Task goal –
Type the records out again in full, exactly.

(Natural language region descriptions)
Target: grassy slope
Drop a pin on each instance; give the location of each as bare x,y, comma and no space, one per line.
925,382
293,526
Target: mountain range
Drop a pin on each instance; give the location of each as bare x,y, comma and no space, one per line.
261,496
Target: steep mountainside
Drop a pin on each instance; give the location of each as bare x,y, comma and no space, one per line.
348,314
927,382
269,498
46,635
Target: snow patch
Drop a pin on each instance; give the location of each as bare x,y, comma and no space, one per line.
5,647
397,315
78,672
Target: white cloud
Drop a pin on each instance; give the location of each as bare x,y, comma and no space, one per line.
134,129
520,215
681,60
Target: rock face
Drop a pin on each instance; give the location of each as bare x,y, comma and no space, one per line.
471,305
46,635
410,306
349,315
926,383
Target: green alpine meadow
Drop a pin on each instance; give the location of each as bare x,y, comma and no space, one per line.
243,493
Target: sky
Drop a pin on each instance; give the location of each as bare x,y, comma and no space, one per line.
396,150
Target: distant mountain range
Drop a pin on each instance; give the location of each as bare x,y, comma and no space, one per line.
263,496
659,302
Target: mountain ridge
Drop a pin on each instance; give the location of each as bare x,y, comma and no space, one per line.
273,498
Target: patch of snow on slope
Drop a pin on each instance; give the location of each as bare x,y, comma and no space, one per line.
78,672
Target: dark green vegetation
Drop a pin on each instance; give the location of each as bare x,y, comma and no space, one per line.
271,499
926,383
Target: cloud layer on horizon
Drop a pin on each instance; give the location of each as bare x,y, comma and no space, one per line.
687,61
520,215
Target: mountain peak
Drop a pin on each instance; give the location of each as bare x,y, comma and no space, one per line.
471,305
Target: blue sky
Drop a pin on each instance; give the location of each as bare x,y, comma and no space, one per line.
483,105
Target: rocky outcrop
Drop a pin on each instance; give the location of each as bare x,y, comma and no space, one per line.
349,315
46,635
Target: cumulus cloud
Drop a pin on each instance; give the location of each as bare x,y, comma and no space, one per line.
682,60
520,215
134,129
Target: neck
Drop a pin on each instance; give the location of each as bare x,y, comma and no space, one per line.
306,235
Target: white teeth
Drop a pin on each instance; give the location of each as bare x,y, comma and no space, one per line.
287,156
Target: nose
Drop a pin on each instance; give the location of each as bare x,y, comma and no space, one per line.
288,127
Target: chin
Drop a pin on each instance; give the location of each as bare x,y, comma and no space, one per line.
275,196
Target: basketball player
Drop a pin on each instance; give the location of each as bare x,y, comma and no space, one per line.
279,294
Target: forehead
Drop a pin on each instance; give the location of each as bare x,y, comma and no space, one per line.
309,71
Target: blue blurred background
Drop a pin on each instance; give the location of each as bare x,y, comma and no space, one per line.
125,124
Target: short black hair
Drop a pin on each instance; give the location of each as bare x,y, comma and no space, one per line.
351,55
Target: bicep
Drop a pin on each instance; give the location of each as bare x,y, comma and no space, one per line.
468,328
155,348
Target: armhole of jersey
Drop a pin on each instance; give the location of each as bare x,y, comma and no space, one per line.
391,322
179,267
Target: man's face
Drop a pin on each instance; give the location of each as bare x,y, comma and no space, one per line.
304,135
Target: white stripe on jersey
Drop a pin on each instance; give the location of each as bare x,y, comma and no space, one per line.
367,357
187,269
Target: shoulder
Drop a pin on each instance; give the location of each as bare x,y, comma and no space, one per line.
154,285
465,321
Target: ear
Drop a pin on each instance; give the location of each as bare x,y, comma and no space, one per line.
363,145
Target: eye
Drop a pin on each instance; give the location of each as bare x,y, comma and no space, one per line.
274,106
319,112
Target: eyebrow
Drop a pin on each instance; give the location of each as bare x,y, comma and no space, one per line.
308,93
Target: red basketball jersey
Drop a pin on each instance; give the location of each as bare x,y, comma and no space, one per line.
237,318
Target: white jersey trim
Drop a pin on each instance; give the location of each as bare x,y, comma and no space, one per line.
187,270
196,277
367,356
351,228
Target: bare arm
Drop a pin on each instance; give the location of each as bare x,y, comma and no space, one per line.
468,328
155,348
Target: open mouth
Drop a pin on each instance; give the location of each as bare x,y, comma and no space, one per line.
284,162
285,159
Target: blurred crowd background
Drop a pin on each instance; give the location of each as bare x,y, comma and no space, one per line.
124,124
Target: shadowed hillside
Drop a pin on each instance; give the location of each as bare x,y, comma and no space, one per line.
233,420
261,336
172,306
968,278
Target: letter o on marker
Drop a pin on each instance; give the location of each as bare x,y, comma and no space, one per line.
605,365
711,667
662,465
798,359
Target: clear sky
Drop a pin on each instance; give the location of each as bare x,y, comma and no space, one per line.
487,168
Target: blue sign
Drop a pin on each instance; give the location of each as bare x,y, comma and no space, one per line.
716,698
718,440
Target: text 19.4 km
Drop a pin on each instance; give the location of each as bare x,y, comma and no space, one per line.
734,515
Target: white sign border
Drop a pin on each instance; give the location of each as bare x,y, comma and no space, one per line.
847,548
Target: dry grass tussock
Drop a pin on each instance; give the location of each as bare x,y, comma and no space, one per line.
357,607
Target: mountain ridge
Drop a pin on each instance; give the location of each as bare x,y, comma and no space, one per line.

Exercise answer –
Target: grassy slope
Drop a pin on each instance; give the location of each as bare x,y, comma and no space, one per line.
925,382
293,526
Target: mountain range
Drop a pin on each instance; give the location of each as bare x,y, comma and no space, one per line.
261,496
Target: steep mountainside
Drop a pin on each instance; give the location of each as bare x,y, comma and no space, one per line.
348,314
927,382
269,498
46,635
Target: snow patch
Drop a pin on each instance; give the location of each as bare x,y, comma and no space, one per line.
5,647
397,315
78,672
Target: white cloud
Drop a pin on each instance; give the location of each as bare x,y, comma and no space, one per line.
134,129
520,215
681,60
Target: rock face
Drop a pin on each instance; give the location of each as bare x,y, comma and no space, one per line.
471,305
46,635
410,306
349,315
926,383
Target: green alpine meadow
Drop a pin on each instance; give the location of each as bare x,y, comma and no space, one per line.
243,493
Target: sky
Drop a pin on each instance; give the location of each as bare x,y, comma and no space, one per line.
396,150
Target: distant mountain range
Drop a pin on each instance; give the location of each as bare x,y, comma and no space, one per line.
263,496
659,302
Target: mountain ridge
Drop a pin on each instance; give the location of each as bare x,y, comma and no space, one per line.
273,498
Target: patch of snow on slope
Drop a pin on each instance; give the location of each as bare x,y, comma and no space, one per line.
78,672
Target: dark green vegetation
Drop a pin on each instance; give the location of each as bare x,y, comma and no space, one per line.
271,499
926,383
Target: cloud layer on horizon
Drop a pin on each instance; give the location of each as bare x,y, comma and no space, one per line.
687,61
520,215
Target: mountain peak
Drop a pin on each instance; give the location of each as bare x,y, comma and no space, one per line.
471,305
Target: blue sky
Drop a pin on each instance; give the location of each as bare x,y, comma and no space, one per line.
483,105
Target: rocky outcrop
Drop a pin on each instance; give the location of each as bare x,y, comma and no space, one per line.
349,315
46,635
Target: cumulus cloud
Drop a pin on each instance; give the location of each as bare x,y, comma and no space, one per line.
682,60
520,215
134,129
Target: neck
Drop a pin on each instance; give the location of each as bare x,y, comma and no space, one per line.
306,235
Target: white teeth
Drop a pin on each instance; give the location of each as bare x,y, comma and no space, one per line.
287,156
Target: nose
Drop a pin on each instance; give the location of each as bare x,y, comma and no space, one per line.
288,127
Target: chin
Drop a pin on each instance; give the location of each as bare x,y, comma and no space, one per line.
275,196
Target: basketball player
Drop a pin on each instance; give the location of each as bare x,y, comma and no space, one per line.
279,294
Target: forehead
Drop a pin on each instance; give the location of each as bare x,y, comma and no space, one per line.
309,71
Target: blue blurred background
Drop a pin on each instance; give the location of each as bare x,y, comma and no space, one per line.
125,124
Target: short black hair
Drop a pin on each instance; give the location of each as bare x,y, comma and no space, one per line.
351,55
Target: bicep
Drop a pin on each instance; give the location of each as bare x,y, comma and no space, one per line.
468,328
155,348
Target: armhole of jersey
Drop a pin on each instance; give the location of each as bare x,y, comma and no space, one per line.
391,322
179,267
Target: man's face
Drop a pin on each instance; give the location of each as bare x,y, comma and no space, one per line.
304,135
Target: white stripe on jersey
Drop a pin on each instance; give the location of each as bare x,y, comma and no space, one per line.
367,357
187,269
Target: shoulder
Drop a pin on each instance; give the location of each as bare x,y, comma and no space, one per line.
154,285
465,321
Target: ear
Drop a pin on each instance; give the location of each as bare x,y, comma and no space, one per line.
363,145
Target: eye
Drop a pin on each instance; give the location of each as bare x,y, comma and no space, one per line.
274,106
319,112
Target: eyebrow
Drop a pin on each instance; give the location of each as bare x,y, comma and no space, one per line.
308,93
Target: red basketball jersey
Drop a pin on each instance; give the location of each as bare x,y, comma and no space, one per line.
237,318
Target: white jersey trim
Drop a pin on each instance; give the location of each as bare x,y, comma and no space, one per line.
187,270
196,277
367,356
351,228
Target: bare arm
Drop a pin on each instance; give the location of each as bare x,y, comma and no space, one per line.
468,328
155,348
Target: open mouth
Drop a pin on each instance; give the location of each as bare x,y, comma and no space, one per line.
284,162
285,159
Target: blurred crowd background
Drop a pin on each instance; give the location of each as bare x,y, comma and no space, one per line.
124,124
Target: shadowed hillside
Drop a pin on each instance; give the location of each as bare x,y, comma and no space, one per line.
233,420
261,336
172,306
968,278
Target: letter o on marker
Drop a pin on each instance; give the location of each as bare x,y, comma and no space, one per line.
605,365
711,667
662,465
798,359
Target: clear sky
Drop a pin on each instance; give the location of each as bare x,y, comma and no space, one per line.
487,168
Target: blue sign
Drop a pin on each instance; give the location of each as bare x,y, comma and no space, one per line.
716,698
718,440
Target: text 19.4 km
Drop a pin on each instance; give the location of each as bare x,y, comma and no space, one per line.
734,515
Target: white sign border
Drop a pin on each instance; give the location of each as bare x,y, comma and no space, one per line.
847,548
Target: dry grass tussock
Drop a pin on each instance; give the location of each as bare x,y, comma and no space, one per line.
357,607
Target: mountain ridge
Drop a pin on each instance; give the location of each as bare x,y, comma and no space, one per line.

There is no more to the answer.